(Collected data entries)
◆ ◆ ◆ ◆ ◆

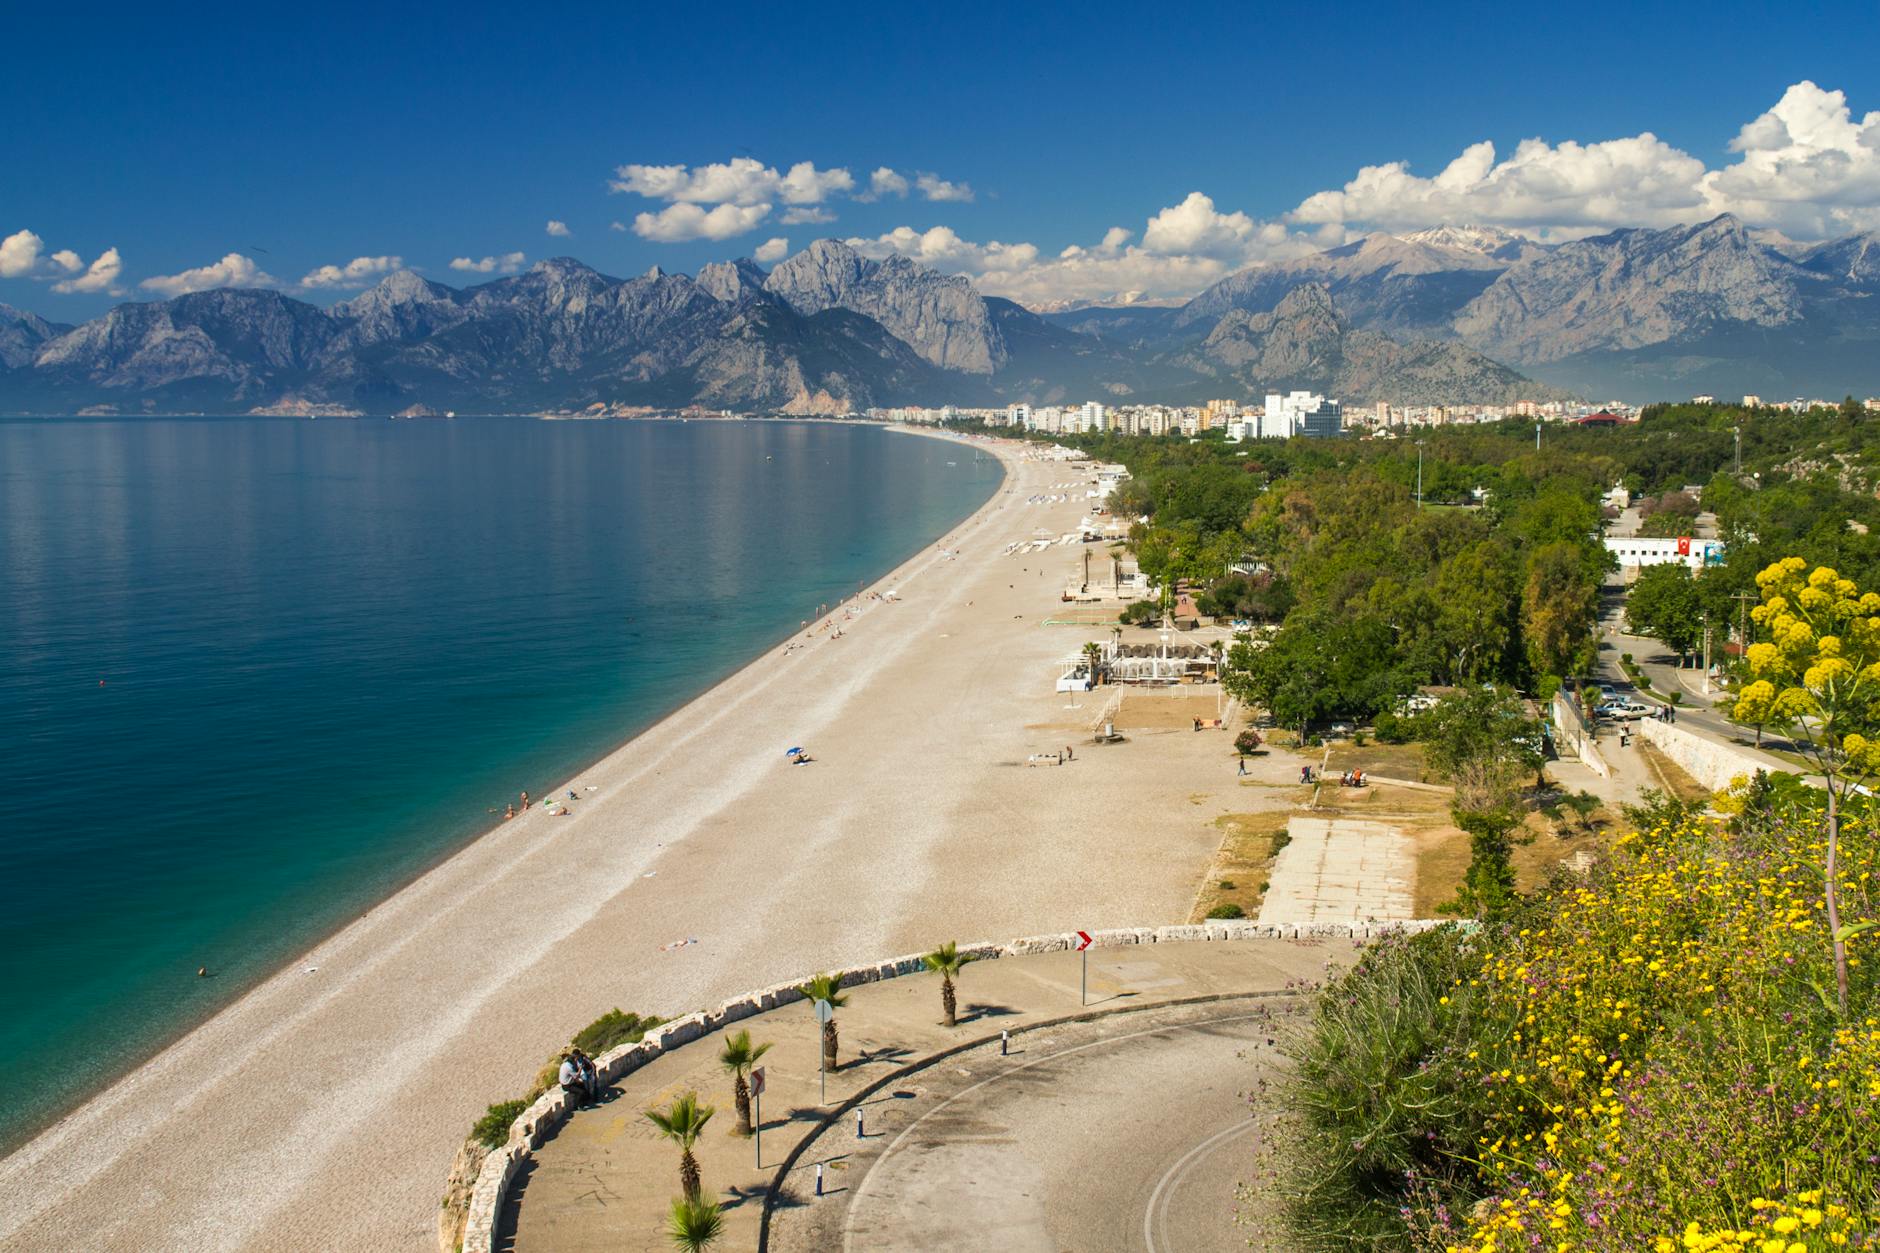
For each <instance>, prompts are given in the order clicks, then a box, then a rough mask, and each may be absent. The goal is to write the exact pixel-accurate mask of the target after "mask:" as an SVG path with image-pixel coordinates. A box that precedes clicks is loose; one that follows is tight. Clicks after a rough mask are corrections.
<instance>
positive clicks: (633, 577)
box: [0, 418, 1002, 1150]
mask: <svg viewBox="0 0 1880 1253" xmlns="http://www.w3.org/2000/svg"><path fill="white" fill-rule="evenodd" d="M1000 480H1002V470H1000V467H998V463H996V459H993V457H991V455H985V457H976V455H974V452H972V450H970V448H961V446H953V444H942V442H936V440H925V438H912V436H906V435H899V433H891V431H882V429H878V427H859V425H835V423H795V421H761V423H758V421H692V423H677V421H530V420H502V418H483V420H459V421H363V420H361V421H288V420H197V421H192V420H141V421H85V420H73V421H0V779H4V781H6V786H8V790H9V801H11V803H9V805H8V815H6V818H0V1005H4V1007H6V1012H4V1014H0V1150H6V1148H11V1146H17V1144H19V1140H21V1138H23V1136H24V1134H28V1133H30V1131H32V1129H34V1127H38V1125H43V1123H45V1121H47V1119H51V1118H56V1114H58V1112H62V1110H64V1108H70V1104H71V1102H73V1101H75V1099H79V1097H81V1095H83V1093H86V1091H88V1089H92V1087H96V1086H98V1084H102V1082H107V1080H109V1078H111V1076H115V1074H118V1072H122V1071H124V1069H128V1067H130V1065H135V1063H137V1061H139V1059H143V1057H147V1055H149V1054H150V1052H152V1050H154V1048H158V1046H160V1044H162V1042H164V1040H167V1039H173V1037H175V1035H179V1033H180V1031H186V1029H188V1027H190V1025H192V1023H196V1022H201V1020H203V1018H205V1016H207V1014H211V1012H214V1010H216V1008H218V1007H222V1005H226V1003H227V1001H231V999H233V997H237V995H239V993H241V991H244V990H246V988H250V986H252V984H254V982H258V980H259V978H263V976H265V975H269V973H271V971H273V969H278V967H280V965H282V963H284V961H288V960H291V958H295V954H299V952H305V950H306V948H308V946H310V944H312V943H314V941H318V939H320V935H323V933H327V931H331V929H333V928H335V926H340V924H344V922H346V920H348V918H352V916H355V914H357V912H359V911H363V909H367V907H370V905H372V903H374V901H378V899H382V897H384V896H385V894H387V892H391V890H395V888H397V886H399V884H400V882H404V880H408V879H410V877H412V875H415V873H419V871H421V869H423V867H425V865H429V864H434V862H436V860H438V858H440V856H446V854H449V852H451V850H453V849H457V847H461V845H462V843H464V841H466V839H470V837H474V835H476V833H478V832H481V830H485V828H487V826H489V824H491V822H494V820H496V818H500V811H502V807H504V805H506V803H508V801H511V800H515V796H517V794H519V792H521V790H525V788H526V790H528V792H532V794H536V796H541V794H543V792H545V790H547V788H549V786H553V785H556V783H560V781H562V779H566V777H568V775H572V773H573V771H575V769H579V768H581V766H585V764H588V762H592V760H596V758H598V756H602V754H603V753H605V751H609V749H611V747H615V745H619V743H622V741H624V739H628V738H630V736H634V734H635V732H639V730H643V728H645V726H649V724H652V722H654V721H658V719H660V717H664V715H666V713H669V711H671V709H675V707H679V706H681V704H684V702H686V700H690V698H694V696H697V694H699V692H701V690H705V689H709V687H711V685H713V683H716V681H718V679H722V677H726V675H728V674H731V672H735V670H739V668H741V666H744V664H746V662H750V660H752V658H754V657H758V655H760V653H761V651H763V649H765V647H769V645H773V643H776V642H780V640H782V638H784V636H786V634H788V632H791V630H793V628H797V625H799V623H801V621H803V619H807V617H812V615H814V611H816V606H818V604H823V602H829V604H833V602H835V600H838V598H840V596H844V595H854V593H855V589H857V583H861V581H867V579H874V578H878V576H882V574H885V572H887V570H891V568H893V566H895V564H899V563H901V561H904V559H906V557H910V555H914V553H916V551H919V549H921V547H923V546H927V544H931V542H932V540H936V538H938V536H940V534H944V532H946V531H948V529H949V527H951V525H953V523H957V521H961V519H963V517H966V515H968V514H972V510H976V508H978V506H979V504H983V502H985V500H987V499H989V497H991V493H993V491H995V489H996V487H998V484H1000ZM788 747H791V745H778V747H776V751H778V754H780V753H782V751H784V749H788ZM575 803H579V801H575ZM197 967H207V969H209V971H211V976H209V978H197V976H196V971H197Z"/></svg>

◆ ◆ ◆ ◆ ◆

* [Work task] Your answer must be the lines from the opening line of the entries through the line holding "positive clicks: (633, 577)", written out exactly and without any picture.

* [Response to the task]
For each <instance>, prompts are given in the order clicks, then a box, then a rough mask, and each may be absent. The goal is to write the exact pixel-accurate mask of the target after "mask:" as an SVG path with image-pixel coordinates. A box that precedes clicks is loose; one that follows is tight. Clicks after a rough mask are corrections.
<instance>
positive clicks: (633, 577)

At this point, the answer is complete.